The request: Count the lines in the records below that contain the string "camouflage", and reply with only that number.

[Records from a data source]
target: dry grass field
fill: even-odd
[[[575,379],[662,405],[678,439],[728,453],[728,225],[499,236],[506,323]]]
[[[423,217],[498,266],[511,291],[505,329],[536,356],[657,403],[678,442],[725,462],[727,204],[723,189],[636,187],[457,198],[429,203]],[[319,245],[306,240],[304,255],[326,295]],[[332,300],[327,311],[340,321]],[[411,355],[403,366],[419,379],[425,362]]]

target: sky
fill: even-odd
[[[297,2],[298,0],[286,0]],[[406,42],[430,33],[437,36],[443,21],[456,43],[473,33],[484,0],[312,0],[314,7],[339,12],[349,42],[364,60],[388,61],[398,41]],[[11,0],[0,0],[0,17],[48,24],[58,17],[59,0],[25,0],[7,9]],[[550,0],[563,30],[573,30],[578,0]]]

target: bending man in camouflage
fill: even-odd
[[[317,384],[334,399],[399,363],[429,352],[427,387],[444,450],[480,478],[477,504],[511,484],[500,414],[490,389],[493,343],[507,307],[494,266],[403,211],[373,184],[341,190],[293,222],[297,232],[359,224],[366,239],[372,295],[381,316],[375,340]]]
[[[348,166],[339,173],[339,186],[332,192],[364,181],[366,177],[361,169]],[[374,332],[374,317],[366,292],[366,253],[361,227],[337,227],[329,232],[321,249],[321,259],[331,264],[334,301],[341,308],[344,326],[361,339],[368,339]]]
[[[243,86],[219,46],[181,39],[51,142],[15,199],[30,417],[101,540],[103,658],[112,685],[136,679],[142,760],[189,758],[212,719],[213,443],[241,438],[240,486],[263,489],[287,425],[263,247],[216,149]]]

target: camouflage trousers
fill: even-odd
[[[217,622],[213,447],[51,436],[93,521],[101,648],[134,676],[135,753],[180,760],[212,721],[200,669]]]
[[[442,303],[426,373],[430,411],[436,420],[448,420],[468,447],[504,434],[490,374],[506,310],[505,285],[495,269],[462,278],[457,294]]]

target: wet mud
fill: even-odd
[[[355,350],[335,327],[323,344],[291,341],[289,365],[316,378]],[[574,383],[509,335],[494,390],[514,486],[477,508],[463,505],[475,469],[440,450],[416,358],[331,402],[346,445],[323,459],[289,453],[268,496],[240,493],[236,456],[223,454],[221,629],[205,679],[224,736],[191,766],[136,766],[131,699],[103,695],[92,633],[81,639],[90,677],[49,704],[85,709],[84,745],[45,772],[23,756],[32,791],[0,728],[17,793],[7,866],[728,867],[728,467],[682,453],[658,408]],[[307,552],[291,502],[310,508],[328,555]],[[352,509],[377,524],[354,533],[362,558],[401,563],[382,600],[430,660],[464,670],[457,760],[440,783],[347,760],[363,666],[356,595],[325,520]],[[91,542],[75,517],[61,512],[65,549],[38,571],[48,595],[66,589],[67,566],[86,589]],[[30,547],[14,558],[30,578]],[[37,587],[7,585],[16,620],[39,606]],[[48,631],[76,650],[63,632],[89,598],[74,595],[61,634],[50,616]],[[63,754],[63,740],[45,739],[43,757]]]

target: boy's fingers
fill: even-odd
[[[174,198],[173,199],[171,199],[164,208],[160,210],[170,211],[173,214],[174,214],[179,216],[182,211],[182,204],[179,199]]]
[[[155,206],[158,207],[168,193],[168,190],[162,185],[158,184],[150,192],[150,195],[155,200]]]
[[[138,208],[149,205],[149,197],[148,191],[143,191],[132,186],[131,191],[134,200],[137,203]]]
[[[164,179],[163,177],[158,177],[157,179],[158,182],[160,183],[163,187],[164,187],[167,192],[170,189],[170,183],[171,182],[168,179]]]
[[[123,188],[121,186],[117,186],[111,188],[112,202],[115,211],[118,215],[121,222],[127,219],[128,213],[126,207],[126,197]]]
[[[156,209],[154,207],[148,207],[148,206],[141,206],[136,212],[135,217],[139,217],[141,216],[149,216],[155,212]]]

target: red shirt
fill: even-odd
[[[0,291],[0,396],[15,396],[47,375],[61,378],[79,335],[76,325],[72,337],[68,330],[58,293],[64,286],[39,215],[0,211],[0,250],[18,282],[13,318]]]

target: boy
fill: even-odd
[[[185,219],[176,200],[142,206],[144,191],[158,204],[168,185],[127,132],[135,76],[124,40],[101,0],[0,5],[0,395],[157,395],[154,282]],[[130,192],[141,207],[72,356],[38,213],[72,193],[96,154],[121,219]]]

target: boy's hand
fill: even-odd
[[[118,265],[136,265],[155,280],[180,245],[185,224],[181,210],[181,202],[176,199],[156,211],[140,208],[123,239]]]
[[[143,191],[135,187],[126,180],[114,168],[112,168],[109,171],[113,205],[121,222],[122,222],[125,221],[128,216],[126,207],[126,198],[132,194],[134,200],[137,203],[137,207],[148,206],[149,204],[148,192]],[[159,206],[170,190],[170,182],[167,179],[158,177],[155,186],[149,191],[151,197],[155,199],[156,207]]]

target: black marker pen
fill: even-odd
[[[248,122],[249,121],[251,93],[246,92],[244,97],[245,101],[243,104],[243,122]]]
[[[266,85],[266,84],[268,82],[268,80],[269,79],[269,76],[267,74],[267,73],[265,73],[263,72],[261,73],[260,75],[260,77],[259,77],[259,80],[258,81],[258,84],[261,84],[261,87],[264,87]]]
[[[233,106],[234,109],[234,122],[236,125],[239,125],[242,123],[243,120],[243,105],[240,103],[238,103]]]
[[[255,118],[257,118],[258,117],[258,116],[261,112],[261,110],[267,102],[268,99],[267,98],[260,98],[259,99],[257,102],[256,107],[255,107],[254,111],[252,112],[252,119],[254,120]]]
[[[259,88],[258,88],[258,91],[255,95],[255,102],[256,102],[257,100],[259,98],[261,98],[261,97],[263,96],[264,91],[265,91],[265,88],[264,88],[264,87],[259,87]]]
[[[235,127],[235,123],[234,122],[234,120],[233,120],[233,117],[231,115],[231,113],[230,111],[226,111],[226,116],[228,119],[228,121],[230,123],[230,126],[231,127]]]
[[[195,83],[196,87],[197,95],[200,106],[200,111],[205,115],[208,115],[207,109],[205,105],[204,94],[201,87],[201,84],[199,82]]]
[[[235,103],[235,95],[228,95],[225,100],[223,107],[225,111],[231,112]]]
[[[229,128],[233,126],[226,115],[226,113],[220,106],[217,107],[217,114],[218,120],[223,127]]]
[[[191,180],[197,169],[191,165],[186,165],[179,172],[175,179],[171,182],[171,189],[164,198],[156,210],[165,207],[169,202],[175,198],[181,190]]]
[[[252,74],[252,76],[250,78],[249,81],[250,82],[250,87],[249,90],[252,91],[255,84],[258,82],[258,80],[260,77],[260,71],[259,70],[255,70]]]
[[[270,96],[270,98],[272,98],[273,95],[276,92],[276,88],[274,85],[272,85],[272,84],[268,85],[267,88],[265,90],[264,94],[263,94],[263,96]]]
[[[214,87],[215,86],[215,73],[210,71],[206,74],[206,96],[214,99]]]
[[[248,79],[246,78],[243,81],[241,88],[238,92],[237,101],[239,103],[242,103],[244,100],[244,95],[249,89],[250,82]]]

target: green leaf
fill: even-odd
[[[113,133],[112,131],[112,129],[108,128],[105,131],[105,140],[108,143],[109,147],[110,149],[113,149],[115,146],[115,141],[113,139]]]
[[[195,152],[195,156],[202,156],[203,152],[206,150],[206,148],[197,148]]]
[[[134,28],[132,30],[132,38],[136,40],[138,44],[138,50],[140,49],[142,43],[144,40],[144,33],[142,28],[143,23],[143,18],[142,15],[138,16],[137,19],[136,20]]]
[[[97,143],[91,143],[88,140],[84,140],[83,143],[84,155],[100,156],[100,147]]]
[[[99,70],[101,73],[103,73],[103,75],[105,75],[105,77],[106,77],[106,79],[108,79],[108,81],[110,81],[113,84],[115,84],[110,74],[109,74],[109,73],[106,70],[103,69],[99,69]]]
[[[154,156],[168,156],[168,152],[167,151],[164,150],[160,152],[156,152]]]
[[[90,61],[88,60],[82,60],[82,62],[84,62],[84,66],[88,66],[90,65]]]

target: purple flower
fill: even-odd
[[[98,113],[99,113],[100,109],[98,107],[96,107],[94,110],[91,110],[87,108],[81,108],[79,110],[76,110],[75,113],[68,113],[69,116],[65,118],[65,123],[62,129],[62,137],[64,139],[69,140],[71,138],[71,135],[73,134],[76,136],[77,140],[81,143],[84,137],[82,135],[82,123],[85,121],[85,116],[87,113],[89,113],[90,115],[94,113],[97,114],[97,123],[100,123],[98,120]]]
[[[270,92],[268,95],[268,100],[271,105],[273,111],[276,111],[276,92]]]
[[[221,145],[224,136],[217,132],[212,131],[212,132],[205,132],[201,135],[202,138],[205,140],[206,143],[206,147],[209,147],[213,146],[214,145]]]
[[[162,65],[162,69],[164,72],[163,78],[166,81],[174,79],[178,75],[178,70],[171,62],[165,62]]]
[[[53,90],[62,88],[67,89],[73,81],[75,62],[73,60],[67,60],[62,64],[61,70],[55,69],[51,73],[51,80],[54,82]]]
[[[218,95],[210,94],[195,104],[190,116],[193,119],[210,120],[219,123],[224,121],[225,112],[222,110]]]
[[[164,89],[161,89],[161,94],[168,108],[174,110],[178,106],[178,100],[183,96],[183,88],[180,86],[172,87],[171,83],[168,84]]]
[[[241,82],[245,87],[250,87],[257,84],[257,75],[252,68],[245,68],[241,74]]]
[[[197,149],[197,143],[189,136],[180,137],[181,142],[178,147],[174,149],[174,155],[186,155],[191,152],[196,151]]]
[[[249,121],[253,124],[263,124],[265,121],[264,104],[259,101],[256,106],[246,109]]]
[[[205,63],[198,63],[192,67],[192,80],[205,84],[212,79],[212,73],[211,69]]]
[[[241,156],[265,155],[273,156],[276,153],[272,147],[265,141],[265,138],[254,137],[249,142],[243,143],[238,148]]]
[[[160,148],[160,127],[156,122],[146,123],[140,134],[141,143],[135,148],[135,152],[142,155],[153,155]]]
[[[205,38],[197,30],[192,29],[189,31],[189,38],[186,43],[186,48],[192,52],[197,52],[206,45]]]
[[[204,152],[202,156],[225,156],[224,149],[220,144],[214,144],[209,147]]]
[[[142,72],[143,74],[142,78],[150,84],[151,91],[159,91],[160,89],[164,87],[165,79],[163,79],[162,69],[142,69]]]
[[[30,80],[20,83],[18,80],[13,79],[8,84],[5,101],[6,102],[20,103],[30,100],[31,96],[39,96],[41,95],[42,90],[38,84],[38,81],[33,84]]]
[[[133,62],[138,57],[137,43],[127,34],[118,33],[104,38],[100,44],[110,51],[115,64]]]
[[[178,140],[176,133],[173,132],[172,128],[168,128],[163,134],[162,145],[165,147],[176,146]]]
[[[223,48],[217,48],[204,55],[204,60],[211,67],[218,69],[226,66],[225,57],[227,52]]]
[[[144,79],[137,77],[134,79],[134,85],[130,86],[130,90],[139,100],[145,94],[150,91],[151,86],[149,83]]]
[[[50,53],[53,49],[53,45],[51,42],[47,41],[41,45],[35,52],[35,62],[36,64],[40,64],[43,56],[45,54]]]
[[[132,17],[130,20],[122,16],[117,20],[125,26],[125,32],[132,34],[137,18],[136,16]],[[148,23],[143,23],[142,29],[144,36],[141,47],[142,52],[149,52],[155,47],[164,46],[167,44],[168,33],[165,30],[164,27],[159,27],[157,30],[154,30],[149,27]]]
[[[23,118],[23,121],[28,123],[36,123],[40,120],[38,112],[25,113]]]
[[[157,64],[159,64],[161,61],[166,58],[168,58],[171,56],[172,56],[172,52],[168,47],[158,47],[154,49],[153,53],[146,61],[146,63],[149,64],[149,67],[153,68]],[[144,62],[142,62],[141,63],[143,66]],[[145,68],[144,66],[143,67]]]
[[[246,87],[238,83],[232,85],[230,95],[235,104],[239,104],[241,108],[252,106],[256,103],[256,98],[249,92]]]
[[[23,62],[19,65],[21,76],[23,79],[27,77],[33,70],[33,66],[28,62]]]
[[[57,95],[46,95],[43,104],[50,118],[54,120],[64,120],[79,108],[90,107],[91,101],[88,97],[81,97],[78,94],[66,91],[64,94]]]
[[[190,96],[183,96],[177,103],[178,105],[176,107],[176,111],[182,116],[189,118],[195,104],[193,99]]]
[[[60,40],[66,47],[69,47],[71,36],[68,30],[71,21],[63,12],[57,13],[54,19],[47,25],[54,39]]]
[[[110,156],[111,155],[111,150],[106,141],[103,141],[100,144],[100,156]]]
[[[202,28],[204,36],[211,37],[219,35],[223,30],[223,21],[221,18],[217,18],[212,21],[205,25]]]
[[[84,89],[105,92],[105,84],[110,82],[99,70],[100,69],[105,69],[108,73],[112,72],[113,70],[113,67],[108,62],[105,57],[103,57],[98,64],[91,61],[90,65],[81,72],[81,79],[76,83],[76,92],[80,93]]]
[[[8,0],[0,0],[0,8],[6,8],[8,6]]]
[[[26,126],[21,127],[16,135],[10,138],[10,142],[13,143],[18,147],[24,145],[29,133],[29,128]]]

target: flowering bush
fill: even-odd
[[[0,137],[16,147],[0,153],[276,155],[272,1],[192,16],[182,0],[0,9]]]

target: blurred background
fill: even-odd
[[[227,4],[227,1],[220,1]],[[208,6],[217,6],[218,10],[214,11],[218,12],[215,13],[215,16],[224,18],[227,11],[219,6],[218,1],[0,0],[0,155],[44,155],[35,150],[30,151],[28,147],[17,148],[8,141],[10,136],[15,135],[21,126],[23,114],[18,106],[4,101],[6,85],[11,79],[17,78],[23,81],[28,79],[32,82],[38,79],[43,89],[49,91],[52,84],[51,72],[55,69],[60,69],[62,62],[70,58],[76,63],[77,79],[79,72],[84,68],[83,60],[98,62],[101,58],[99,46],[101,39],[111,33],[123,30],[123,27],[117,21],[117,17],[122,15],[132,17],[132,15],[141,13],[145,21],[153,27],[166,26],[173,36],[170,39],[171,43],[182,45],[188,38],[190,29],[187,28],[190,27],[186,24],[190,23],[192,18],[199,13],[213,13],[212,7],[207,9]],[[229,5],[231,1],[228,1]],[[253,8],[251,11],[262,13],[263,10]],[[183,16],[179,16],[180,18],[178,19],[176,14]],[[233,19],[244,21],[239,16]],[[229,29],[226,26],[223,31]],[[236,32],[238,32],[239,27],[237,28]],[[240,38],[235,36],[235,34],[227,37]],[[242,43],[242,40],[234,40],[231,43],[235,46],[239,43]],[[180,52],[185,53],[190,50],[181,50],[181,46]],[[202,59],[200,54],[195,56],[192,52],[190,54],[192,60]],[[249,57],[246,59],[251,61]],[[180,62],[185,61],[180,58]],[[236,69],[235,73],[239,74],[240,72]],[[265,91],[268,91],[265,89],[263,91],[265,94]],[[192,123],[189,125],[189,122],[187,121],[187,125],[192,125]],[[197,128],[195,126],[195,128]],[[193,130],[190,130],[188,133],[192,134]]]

Answer below: 2